[start]

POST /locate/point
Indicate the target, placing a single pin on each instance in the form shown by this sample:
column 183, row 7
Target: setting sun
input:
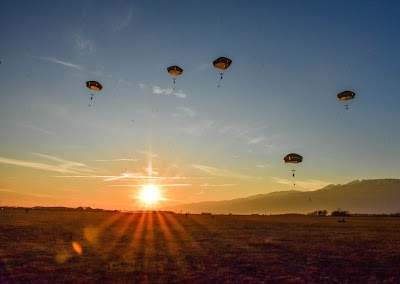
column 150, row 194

[end]

## INSTRUCTIONS TO FOLLOW:
Print every line of the entries above unchanged, leaving the pictures out.

## THE SOLUTION:
POST /locate/point
Indicate the target, placing a single pin on each instance in the form shown by this sample:
column 183, row 7
Target: setting sun
input:
column 150, row 194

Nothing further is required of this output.